◆ **Problem statement**
In the text about Dunham, rewrite the passage between "By 1920, he" and "Milwaukee (11 years).", inclusive, changing every "Glee Club" to "Singers".

◆ **Extract to read**
Content starts

He later moved to KAM Temple (Kehilath Anshe Ma'ariv), where he served as organist until his death in 1938. His passing directly led to the hiring of Max Janowski, who happened to be in Chicago conducting a musical pageant. Janowski would serve KAM for over 50 years and become one of the most important Jewish liturgical composers of the twentieth century.

At the First Methodist Temple (Chicago Temple), the "skyscraper church," Dunham achieved much of his renown as an organist. When the building was constructed in 1924, he was engaged to help select the organ, which had four manuals and 6,300 pipes. He was subsequently appointed organist.

Earlier positions included Leavitt Street Congregational Church in Chicago.

=== Orchestral and choral conducting ===
In 1917, Dunham organized the Philharmonic Orchestra of Chicago to present popular symphony concerts, making orchestral music accessible to broader audiences beyond the elite subscription concerts of the Chicago Symphony Orchestra. This was a separate organization from the Chicago Symphony (founded 1891) and unrelated to the modern Chicago Philharmonic (founded 1988).

By 1920, he served as conductor of the Apollo Musical Club, a choral society founded in 1872 and one of Chicago's oldest musical organizations. The Apollo performed annually with the Chicago Symphony Orchestra and had sung at the World's Columbian Exposition in 1893. He also conducted the Mendelssohn Club of Chicago.

Other conducting positions included the Symphony Orchestra of the Tivoli Theatre (1922), the Association of Commerce Glee Club (which he led for nearly 25 years), and the Lyric Glee Club of Milwaukee (11 years).

=== Opera ===
In 1921, Dunham served as a conductor of the Boston English Opera Company, an opera company that performed works in English translation as part of a movement to make opera more accessible to American audiences.

=== Teaching ===
Dunham taught at several of Chicago's leading music institutions. He was listed among the faculty of the Chicago National College of Music in 1898, and later taught at the American Conservatory of Music, Bush Conservatory, and the Chicago Philharmonic Conservatory of Music in Kimball Hall.

Among his students was Helen Searles Westbrook (1889–1967), who became an acclaimed organist and performed with the Chicago Symphony Orchestra and the Chicago Opera Company under Bruno Walter.

Content ends

◆ **Provided records**
Content starts

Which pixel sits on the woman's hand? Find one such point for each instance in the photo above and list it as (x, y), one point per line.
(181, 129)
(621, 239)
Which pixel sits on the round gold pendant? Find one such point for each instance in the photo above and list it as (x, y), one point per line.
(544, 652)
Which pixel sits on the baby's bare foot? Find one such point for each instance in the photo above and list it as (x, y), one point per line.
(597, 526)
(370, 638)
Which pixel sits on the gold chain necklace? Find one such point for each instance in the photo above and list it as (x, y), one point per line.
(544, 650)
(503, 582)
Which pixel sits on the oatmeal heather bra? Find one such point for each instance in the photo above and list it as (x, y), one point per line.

Content ends
Content starts

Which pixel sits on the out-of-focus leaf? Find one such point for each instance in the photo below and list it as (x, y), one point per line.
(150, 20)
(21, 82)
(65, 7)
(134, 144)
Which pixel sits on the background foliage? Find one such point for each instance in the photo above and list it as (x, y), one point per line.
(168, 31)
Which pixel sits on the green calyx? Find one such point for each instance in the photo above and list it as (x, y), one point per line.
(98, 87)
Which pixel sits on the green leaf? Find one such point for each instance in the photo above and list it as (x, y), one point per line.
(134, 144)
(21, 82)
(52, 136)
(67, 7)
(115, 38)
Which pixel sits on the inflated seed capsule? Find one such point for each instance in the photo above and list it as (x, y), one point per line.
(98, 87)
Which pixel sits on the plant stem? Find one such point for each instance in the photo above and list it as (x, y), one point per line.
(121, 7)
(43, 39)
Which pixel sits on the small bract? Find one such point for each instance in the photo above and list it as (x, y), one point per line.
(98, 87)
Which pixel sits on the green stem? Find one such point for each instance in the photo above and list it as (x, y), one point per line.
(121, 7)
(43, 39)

Content ends

◆ **Task answer**
By 1920, he served as conductor of the Apollo Musical Club, a choral society founded in 1872 and one of Chicago's oldest musical organizations. The Apollo performed annually with the Chicago Symphony Orchestra and had sung at the World's Columbian Exposition in 1893. He also conducted the Mendelssohn Club of Chicago.

Other conducting positions included the Symphony Orchestra of the Tivoli Theatre (1922), the Association of Commerce Singers (which he led for nearly 25 years), and the Lyric Singers of Milwaukee (11 years).